[Point annotations for photos]
• • • • •

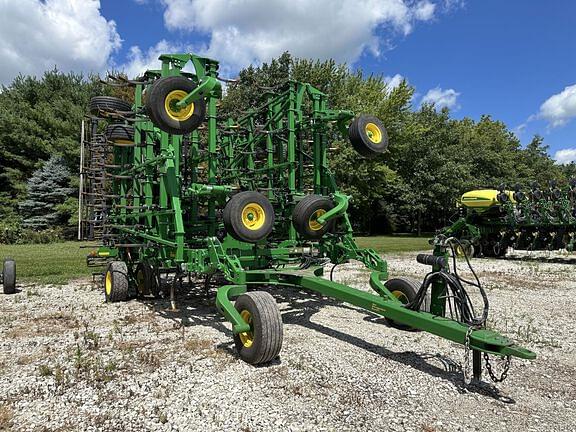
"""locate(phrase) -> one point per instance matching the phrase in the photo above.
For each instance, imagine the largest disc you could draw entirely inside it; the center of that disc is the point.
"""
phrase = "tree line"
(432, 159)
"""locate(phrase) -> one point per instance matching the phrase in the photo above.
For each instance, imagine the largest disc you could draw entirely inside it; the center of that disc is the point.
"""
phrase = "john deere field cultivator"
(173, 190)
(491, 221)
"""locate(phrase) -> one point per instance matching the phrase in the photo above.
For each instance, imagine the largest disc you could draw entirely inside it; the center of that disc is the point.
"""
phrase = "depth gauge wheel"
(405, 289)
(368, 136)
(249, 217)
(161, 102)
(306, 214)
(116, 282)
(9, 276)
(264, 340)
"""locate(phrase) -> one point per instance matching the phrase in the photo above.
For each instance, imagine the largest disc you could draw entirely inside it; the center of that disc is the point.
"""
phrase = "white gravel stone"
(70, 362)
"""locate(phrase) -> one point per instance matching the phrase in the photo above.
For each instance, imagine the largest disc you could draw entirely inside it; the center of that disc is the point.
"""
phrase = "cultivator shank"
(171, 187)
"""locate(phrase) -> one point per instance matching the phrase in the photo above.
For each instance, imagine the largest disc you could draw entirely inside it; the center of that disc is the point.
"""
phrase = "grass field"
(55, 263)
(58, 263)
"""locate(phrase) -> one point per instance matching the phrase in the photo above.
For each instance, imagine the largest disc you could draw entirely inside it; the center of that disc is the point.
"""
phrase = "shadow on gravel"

• • • • •

=== Set exercise ===
Copy out the records above in full, exactly as written, but not the pictures.

=== Full response ===
"""locate(phrase) -> one point per instance matching the phrase in the photo above.
For each instance, imagine the largest disc you could draw entirely inside it; the center of that disc is the point.
"""
phrase = "tree line"
(432, 159)
"""locate(phrase) -> one point per instance matching the phrase in the photo above.
For each instance, imagine the largest disc you could draw entirely inside it; the center of that disc is the point.
"""
phrase = "john deere field cultivator"
(173, 190)
(491, 221)
"""locate(phrase) -> one point per instance matching the phrase in the photo above.
For each instance, imagine the largest disc you could draw entirely inside it; the center of that disc is the point.
"""
phrase = "depth gauge wheel"
(405, 289)
(368, 136)
(249, 217)
(161, 102)
(306, 214)
(116, 282)
(9, 276)
(264, 340)
"""locate(phrase) -> one point per instance matching the phrase in the photo above.
For each instance, imagine the largest disc you could draw entirely inside it; the center of that disc is the point.
"""
phrase = "white gravel stone"
(70, 362)
"""locate(phrase) -> one point per instance matching the phrase in the photo above.
For each instance, imagine the largest disc you could draw entirely inside it; the center of that disc is the point.
"""
phrase = "cultivator shank"
(171, 187)
"""locate(phrase) -> one point per instance matching the phrase in the photo above.
For each instance, imagine the largest disc you could draw entirely inside it; the center of that disc is the point.
"""
phrase = "grass field"
(55, 263)
(58, 263)
"""locate(phrase) -> one point per instance matching the phrase in the photo above.
For each instance, imagine the largest disc you could draw entirely inside it; the center of that disc is the point.
"""
phrase = "shadow on gravel"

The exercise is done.